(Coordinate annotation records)

▼▼▼

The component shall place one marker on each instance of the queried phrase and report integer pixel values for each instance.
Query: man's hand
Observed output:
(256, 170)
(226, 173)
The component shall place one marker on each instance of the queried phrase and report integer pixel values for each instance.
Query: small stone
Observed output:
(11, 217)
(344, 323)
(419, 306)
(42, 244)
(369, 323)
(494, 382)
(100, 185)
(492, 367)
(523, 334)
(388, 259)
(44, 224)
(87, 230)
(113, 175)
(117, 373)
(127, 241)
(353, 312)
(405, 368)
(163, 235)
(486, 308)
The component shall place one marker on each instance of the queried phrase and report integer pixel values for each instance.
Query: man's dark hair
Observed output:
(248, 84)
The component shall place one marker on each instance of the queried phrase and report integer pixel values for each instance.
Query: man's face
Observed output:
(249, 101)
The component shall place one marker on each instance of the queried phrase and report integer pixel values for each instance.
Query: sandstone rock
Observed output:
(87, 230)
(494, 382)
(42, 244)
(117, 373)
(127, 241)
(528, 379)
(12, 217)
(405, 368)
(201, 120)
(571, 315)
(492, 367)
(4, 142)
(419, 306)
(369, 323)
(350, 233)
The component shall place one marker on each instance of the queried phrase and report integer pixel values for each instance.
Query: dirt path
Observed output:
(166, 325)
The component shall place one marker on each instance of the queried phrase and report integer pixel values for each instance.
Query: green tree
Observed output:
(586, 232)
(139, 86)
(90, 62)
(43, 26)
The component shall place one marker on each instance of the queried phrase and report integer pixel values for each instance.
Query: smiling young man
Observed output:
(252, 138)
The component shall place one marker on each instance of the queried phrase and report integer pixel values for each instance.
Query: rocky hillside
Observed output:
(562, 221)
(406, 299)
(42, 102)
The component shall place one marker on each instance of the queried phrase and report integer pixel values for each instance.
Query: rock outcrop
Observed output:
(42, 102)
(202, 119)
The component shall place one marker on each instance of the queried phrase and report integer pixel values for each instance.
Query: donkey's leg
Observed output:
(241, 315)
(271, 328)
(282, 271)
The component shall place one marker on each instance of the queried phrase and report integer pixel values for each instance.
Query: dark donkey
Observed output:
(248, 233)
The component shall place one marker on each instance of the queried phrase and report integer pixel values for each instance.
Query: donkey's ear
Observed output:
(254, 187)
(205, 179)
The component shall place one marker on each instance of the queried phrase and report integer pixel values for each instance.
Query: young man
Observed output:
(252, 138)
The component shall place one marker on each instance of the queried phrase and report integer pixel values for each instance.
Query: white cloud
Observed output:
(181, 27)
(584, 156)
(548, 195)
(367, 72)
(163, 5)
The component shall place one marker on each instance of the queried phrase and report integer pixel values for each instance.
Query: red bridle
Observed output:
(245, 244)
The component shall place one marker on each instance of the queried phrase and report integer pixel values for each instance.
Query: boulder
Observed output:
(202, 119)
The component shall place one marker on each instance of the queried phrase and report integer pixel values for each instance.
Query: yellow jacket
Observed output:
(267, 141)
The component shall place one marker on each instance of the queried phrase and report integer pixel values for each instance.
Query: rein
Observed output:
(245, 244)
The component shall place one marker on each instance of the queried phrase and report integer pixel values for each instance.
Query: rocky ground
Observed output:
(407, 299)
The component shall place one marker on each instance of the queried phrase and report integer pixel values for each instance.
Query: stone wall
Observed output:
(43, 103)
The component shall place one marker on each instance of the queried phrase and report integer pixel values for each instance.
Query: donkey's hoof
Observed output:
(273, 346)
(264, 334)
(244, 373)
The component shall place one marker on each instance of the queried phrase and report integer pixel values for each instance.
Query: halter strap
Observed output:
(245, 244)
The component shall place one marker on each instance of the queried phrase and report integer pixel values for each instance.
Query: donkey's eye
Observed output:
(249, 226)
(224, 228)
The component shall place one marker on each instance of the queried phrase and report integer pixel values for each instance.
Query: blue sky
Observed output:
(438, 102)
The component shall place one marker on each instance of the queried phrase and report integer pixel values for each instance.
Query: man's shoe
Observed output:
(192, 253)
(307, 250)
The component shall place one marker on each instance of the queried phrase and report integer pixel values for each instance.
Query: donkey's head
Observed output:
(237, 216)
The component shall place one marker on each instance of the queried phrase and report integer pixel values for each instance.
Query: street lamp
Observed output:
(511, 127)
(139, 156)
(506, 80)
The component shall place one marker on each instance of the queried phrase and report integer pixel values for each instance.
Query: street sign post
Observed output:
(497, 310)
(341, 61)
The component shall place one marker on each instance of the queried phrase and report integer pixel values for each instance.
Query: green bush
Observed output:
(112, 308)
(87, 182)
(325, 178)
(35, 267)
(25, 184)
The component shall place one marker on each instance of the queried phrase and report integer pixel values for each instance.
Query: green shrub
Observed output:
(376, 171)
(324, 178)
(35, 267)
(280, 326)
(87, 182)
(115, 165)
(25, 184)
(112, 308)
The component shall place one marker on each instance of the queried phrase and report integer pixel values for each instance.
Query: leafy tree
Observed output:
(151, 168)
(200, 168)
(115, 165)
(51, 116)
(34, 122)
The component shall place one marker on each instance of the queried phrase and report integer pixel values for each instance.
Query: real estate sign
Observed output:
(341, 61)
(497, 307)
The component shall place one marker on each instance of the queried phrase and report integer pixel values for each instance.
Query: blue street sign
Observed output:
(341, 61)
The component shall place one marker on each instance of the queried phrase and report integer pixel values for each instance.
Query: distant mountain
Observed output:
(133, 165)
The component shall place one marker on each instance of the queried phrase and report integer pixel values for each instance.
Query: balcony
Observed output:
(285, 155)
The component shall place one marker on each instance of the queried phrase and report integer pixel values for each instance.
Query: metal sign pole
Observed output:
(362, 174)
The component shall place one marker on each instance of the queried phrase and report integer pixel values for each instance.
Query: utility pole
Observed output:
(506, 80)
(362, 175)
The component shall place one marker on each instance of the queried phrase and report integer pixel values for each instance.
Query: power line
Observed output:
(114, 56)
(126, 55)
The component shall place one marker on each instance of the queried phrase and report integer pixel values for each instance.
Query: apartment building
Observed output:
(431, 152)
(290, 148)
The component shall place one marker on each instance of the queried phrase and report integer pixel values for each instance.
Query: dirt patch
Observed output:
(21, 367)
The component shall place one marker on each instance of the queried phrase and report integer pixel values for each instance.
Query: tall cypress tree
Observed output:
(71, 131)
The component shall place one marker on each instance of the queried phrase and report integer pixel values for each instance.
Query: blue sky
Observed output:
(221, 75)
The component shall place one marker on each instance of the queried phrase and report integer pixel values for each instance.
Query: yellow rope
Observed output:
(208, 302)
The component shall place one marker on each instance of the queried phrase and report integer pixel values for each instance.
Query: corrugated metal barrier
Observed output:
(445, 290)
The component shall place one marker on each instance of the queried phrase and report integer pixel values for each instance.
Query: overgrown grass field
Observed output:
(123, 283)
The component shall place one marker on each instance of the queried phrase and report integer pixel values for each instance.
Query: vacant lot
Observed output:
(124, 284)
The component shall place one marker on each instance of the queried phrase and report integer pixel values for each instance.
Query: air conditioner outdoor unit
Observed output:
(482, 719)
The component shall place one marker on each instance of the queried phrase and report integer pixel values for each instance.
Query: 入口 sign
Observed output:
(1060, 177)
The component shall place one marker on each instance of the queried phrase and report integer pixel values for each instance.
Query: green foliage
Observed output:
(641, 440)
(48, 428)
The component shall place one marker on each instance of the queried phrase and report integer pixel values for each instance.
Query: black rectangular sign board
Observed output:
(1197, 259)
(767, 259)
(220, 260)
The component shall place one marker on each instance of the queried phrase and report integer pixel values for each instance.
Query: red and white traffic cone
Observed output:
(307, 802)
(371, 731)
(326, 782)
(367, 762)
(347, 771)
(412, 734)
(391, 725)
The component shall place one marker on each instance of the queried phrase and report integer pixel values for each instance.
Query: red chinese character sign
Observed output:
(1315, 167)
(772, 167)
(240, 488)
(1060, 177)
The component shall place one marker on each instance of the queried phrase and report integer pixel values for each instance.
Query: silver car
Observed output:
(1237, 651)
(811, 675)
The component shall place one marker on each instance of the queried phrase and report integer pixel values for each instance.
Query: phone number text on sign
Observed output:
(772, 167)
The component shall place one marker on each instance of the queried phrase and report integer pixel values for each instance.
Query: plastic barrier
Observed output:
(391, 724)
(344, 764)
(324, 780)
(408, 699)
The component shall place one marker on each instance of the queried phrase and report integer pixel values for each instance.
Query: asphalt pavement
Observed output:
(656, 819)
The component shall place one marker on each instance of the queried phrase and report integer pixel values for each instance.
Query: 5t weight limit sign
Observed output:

▲▲▲

_The request_
Show every line of the records that contains the word "metal", with case counting.

_Answer below_
Query: metal sign pole
Query: corrugated metal barrier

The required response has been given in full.